TEXT TO READ
-- Start --

Under the CLM assumptions MLR.1 through MLR.6, the OLS estimator, given the sample values of the independent variables, is normally distributed:

\[ \hat{\beta}_k\sim\mathrm{N}(\beta_k,\mathrm{Var}(\hat{\beta}_k)), \]

where \(\mathrm{Var}(\hat{\beta}_k)=\frac{\sigma^2}{\sum^N_{i=1}(x_{ik}-\bar{x}_k)^2}\times\frac{1}{1-R^2_k},\) and \(R^2_k\) is the \(R^2\) from a regression of \(x_{k}\) on all other regressors \(x_j,j\neq k\).

\(\hat{\beta}_k\) is normally distributed, any linear combination of the \(\hat{\beta}_k\) is also normally distributed, and the joint distribution of a subset of the \(\hat{\beta}_j\) is a multivariate normal distribution.
The standardized coefficient \((\hat{\beta}_k-\beta_k)/\mathrm{sd}(\hat{\beta}_k)\) follows a standard normal distribution.

Introduction

Small Samples

t-Test

F-Test

Interpretation of Regression Tables

Large Samples

Hypotheses About the OLS Estimator

In this section, we deal with testing hypotheses about one parameter of the population model:

\[ y = \beta_0 + \beta_1 x_1 + \dots + \beta_K x_K + u \]

As before: We don’t know the \(\beta_k\). We can only estimate them.
But we can formulate hypotheses about the \(\beta_k\).
Next, we can use statistical inference to test these hypotheses.

Distribution of the OLS Estimator, Part 2

Under the CLM assumptions MLR.1 through MLR.6, the following holds:

\[ (\hat{\beta}_k-\beta_k)/\mathrm{se}(\hat{\beta}_k) \sim \mathrm{t}_{N-K-1} \]

If we replace \(\mathrm{sd}(\cdot)\) in the standardized coefficient with \(\mathrm{se}(\cdot)\) (i.e., replace \(\sigma\) with \(\hat{\sigma}\)), it no longer follows a standard normal distribution, but a t-distribution with \(N-K-1\) degrees of freedom.

The t-distribution looks very similar to a standard normal distribution, but has fatter tails. The more degrees of freedom the distribution has, the closer it can be approximated by a normal distribution.

Null Hypothesis and t-Statistic

We specify the following null hypothesis:

\[ H_0:\beta_k=0 \]

After accounting for all \(x_j,j\neq k\), \(x_k\) has no effect on \(y\).

We can test this null hypothesis with the following test statistic:

\[ t_{\hat{\beta}_k}=\frac{\hat{\beta}_k-\beta_k}{\mathrm{se}(\hat{\beta}_k)}. \]

This particular test statistic is called the t-statistic.

-- End --

MATERIAL SUPPLIED
-- Start --

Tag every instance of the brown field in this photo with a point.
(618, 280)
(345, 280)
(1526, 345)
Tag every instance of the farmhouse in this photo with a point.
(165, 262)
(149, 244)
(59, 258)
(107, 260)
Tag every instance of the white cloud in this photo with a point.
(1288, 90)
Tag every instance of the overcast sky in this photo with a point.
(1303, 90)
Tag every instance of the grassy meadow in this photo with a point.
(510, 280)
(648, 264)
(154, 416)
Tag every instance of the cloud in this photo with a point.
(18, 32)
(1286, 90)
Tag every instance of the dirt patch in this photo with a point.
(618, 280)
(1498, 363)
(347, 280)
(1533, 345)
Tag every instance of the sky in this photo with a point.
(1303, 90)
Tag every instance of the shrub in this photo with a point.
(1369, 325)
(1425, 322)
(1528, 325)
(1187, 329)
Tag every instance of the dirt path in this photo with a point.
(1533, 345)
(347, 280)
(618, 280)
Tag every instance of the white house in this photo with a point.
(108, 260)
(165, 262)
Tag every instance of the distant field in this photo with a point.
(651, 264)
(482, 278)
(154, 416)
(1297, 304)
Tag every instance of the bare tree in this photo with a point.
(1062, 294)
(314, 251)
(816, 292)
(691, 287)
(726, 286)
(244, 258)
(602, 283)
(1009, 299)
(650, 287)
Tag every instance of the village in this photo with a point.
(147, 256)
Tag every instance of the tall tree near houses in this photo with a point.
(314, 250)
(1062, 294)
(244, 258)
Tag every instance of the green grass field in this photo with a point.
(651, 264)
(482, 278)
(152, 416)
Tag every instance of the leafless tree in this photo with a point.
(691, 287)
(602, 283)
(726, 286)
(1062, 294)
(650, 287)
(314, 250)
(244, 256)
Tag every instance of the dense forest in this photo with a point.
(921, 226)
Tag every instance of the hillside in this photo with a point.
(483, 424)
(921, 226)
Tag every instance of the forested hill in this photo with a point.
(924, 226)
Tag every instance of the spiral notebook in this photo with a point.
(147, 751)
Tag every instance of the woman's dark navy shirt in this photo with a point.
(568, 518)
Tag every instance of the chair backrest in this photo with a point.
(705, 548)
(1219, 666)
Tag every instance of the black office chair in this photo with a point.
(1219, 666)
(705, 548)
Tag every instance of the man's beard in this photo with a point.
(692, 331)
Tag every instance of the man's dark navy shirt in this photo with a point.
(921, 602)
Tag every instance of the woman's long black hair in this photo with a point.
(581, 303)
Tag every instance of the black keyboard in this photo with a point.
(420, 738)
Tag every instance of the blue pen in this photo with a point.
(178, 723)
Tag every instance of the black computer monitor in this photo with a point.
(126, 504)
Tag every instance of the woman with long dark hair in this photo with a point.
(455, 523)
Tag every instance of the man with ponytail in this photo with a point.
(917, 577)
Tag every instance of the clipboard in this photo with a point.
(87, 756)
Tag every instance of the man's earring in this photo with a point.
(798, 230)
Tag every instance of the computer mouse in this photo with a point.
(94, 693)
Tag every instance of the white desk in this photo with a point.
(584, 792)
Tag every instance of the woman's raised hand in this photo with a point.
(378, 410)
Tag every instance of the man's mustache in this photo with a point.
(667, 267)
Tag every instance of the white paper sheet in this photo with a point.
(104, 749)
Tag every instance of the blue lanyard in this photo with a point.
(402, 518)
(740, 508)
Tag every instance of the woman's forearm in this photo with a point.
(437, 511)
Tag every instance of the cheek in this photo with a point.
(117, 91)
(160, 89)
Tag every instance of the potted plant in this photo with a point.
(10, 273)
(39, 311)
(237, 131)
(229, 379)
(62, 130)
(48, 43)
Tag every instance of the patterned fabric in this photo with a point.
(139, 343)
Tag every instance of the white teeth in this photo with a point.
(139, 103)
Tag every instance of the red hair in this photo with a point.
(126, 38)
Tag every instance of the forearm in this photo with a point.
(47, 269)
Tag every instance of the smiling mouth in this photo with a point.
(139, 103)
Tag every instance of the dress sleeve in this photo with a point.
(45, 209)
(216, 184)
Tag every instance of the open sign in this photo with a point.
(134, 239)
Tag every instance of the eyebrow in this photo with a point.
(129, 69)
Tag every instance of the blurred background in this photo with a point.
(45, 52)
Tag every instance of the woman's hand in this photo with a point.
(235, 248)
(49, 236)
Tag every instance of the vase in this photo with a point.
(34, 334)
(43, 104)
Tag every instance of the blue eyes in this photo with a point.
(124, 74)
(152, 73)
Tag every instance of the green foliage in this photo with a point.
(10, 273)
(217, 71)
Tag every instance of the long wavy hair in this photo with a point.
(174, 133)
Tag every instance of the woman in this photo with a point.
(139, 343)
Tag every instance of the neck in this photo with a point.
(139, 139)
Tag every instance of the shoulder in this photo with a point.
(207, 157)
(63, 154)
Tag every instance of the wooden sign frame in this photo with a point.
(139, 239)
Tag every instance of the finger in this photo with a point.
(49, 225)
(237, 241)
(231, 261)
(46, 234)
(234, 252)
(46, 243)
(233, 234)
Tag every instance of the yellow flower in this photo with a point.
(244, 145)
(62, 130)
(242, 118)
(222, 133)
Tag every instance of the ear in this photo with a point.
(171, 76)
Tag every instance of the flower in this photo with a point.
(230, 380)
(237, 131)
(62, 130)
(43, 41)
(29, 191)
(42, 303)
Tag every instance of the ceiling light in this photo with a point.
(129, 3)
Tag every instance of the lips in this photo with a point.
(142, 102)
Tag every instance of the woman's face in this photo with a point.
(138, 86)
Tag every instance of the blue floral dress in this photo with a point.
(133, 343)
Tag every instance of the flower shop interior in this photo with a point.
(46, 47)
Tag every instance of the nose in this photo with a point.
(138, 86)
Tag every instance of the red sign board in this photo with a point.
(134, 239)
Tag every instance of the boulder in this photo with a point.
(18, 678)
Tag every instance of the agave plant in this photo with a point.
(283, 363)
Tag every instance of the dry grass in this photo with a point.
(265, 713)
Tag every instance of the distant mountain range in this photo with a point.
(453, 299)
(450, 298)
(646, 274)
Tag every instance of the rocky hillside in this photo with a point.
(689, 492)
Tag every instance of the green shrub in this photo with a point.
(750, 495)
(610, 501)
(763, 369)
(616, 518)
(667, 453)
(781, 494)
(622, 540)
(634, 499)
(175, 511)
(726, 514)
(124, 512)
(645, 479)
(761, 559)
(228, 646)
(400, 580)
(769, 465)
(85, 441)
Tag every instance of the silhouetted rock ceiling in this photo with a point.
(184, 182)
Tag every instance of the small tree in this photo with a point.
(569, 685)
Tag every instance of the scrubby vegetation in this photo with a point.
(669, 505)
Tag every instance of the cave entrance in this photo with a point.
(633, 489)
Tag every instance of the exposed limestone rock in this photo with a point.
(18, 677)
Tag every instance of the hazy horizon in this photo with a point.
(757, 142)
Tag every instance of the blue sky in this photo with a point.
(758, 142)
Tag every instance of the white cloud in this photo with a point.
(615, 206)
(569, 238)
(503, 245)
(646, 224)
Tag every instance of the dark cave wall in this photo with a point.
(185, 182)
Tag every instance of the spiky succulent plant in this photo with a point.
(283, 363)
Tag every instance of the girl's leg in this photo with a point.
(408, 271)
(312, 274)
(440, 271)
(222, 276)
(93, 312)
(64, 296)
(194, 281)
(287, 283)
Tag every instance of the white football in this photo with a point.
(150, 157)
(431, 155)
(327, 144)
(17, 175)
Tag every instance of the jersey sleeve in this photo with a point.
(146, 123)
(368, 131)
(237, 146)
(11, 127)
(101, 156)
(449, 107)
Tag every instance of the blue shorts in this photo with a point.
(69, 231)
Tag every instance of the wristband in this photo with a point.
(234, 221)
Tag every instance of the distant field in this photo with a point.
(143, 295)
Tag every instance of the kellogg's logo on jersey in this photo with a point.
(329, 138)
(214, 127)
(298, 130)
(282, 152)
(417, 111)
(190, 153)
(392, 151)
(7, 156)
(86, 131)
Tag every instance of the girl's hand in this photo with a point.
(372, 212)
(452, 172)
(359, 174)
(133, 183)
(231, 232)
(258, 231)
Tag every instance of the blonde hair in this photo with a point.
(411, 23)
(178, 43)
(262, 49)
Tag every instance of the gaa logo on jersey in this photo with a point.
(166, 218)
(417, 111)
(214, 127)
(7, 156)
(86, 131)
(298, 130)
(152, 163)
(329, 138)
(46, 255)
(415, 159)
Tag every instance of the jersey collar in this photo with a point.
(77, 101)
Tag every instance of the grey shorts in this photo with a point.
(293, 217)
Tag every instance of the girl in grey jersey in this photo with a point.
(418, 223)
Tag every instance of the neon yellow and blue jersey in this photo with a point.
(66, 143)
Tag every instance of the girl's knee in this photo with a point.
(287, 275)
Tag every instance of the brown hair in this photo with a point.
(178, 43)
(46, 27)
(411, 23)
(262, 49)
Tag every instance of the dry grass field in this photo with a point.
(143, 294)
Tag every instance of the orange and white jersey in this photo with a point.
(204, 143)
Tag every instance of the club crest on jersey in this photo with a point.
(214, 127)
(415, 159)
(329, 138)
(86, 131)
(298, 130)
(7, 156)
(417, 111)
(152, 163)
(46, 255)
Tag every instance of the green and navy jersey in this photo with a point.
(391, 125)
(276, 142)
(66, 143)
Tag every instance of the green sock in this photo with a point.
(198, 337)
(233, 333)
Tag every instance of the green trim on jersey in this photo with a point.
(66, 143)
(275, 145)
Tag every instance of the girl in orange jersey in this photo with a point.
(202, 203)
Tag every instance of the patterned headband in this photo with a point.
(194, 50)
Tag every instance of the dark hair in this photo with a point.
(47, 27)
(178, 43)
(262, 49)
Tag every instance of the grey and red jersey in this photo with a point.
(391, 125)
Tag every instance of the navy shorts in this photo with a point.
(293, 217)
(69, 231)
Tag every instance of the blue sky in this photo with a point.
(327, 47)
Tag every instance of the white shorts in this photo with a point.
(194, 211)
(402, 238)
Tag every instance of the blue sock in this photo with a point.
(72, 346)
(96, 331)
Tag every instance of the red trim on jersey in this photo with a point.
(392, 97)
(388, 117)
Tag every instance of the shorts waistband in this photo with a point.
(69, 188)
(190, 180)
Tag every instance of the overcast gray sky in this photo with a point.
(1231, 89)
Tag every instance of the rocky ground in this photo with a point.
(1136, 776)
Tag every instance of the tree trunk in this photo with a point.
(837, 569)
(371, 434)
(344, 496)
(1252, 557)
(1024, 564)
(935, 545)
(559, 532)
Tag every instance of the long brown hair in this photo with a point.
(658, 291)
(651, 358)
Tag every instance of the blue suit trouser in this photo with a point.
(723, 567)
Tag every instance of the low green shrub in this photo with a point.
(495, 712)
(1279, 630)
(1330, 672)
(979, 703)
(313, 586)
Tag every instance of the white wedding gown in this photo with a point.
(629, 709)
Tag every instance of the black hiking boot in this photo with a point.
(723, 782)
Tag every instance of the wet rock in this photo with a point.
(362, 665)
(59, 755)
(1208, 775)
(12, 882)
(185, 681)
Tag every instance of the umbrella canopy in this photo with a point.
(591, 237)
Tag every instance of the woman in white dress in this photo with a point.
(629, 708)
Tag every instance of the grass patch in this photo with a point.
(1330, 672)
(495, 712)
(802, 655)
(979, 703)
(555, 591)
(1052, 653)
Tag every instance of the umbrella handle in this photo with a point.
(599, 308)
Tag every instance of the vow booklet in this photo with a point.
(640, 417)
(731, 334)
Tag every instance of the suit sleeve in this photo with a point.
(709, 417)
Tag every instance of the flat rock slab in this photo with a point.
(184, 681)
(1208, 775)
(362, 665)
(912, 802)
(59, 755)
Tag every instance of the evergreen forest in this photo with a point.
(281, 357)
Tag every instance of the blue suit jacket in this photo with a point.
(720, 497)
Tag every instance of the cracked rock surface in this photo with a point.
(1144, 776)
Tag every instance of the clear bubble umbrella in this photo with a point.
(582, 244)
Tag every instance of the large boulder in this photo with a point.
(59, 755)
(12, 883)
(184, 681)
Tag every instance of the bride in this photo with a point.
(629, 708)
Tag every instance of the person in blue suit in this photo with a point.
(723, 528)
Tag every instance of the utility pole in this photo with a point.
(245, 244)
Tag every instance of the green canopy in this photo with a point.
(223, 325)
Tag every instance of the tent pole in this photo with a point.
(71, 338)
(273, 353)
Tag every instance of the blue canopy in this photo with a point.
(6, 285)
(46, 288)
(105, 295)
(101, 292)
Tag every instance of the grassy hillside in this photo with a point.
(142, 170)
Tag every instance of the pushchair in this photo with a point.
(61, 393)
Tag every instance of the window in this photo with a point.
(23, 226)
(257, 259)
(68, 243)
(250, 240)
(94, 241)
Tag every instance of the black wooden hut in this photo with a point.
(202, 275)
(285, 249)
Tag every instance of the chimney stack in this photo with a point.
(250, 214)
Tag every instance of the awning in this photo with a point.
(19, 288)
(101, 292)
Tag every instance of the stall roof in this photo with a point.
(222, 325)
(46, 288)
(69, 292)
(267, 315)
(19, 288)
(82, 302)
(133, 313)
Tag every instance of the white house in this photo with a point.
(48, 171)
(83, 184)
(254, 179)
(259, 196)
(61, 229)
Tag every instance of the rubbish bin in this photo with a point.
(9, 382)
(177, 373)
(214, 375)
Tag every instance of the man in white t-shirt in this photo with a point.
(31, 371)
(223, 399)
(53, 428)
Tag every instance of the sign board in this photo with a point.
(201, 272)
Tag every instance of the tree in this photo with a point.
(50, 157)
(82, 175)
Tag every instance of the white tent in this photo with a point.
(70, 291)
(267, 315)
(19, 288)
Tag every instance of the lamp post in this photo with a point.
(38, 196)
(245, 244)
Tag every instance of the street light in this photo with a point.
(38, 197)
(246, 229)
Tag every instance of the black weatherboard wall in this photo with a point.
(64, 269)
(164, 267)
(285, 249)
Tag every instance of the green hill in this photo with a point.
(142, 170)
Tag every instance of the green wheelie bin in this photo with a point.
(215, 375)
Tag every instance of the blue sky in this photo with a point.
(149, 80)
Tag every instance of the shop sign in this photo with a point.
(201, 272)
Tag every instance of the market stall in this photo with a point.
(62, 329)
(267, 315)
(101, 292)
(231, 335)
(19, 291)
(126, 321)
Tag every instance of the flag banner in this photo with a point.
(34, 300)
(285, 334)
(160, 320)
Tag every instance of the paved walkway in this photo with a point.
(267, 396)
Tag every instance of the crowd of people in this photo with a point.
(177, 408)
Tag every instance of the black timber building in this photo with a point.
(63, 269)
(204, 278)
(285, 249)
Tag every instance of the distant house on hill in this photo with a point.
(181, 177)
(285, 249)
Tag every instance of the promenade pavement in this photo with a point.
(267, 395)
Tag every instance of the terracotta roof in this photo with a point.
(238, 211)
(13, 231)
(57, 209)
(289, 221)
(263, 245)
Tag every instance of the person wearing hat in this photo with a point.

-- End --

INSTRUCTIONS
1. Answer these questions using the text on testing hypotheses about OLS coefficients.
(a) When se replaces sd in the standardized coefficient, what distribution does the result follow, and with how many degrees of freedom?
(b) How does the shape of the t-distribution differ from that of a standard normal distribution?
(c) In words, what does the null hypothesis that βk equals 0 state?
2. Extend the text on testing hypotheses about OLS coefficients by writing the next part, following on from its final sentence.

RESPONSE LIST
1.
(a) It follows a t-distribution with N−K−1 degrees of freedom.
(b) It has fatter tails.
(c) After accounting for all xj with j≠k, xk has no effect on y.

2.
Under the null hypothesis, \(\beta_k=0\) and the t-statistic is

\[ t_{\hat{\beta}_k}=\frac{\hat{\beta}_k}{\mathrm{se}(\hat{\beta}_k)}. \]

This t-statistic is t-distributed with mean 0 and \(N-K-1\) degrees of freedom.

Two-Sided Hypothesis Tests

We are testing the null hypothesis, \(\beta_k=0\), against a two-sided alternative, \(\beta_k\neq 0.\)
In the plot on the left, a \(t\)-distribution with 25 degrees of freedom is shown.
If the null hypothesis is true, then the t-statistics of the estimators we get should be distributed as shown on the left.
The idea is: If our actual t-statistic is so “extreme” (i.e., so large or so small) that it falls into the blue rejection regions of this distribution, then we consider it unlikely that the null hypothesis is true and reject it.

When Do We Reject the Null Hypothesis?

In the graph on the left, the rejection region, where we reject the null hypothesis, has a total area of 0.05. We call 0.05 the significance level.
For a t-distribution with 25 degrees of freedom, this yields critical values of -2.06 and 2.06.
So if the absolute value of the t-statistic is greater than 2.06, we reject the null hypothesis.
The threshold of 2.06 depends on:
- the number of degrees of freedom, and
- the significance level.

What Is a Significance Level?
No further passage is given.